Stored items ->

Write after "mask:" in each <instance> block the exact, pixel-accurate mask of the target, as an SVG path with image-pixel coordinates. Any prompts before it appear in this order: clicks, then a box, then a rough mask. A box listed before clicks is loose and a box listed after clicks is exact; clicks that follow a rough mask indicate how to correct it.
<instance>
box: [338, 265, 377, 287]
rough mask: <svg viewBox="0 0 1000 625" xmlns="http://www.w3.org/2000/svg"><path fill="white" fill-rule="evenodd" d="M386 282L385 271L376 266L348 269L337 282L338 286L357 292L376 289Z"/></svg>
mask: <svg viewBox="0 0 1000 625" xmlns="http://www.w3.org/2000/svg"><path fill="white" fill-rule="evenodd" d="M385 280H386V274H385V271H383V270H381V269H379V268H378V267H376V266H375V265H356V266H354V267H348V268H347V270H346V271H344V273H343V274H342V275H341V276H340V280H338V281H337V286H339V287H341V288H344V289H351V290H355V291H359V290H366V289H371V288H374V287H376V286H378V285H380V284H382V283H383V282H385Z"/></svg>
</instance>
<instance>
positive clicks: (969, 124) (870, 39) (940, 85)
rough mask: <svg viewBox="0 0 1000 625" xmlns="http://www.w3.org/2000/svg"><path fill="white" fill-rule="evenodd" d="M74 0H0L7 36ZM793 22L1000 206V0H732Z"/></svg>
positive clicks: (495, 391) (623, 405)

Task statement -> Rename "positive clicks" to "foreground clicks" in everything from the line containing "</instance>" down to the end of the data, and write those lines out again with nothing else changed.

Reply to the exercise ->
</instance>
<instance>
foreground clicks: (969, 124) (870, 39) (940, 85)
rough mask: <svg viewBox="0 0 1000 625" xmlns="http://www.w3.org/2000/svg"><path fill="white" fill-rule="evenodd" d="M74 0H0L7 36ZM793 22L1000 206V0H732Z"/></svg>
foreground clicks: (495, 391) (623, 405)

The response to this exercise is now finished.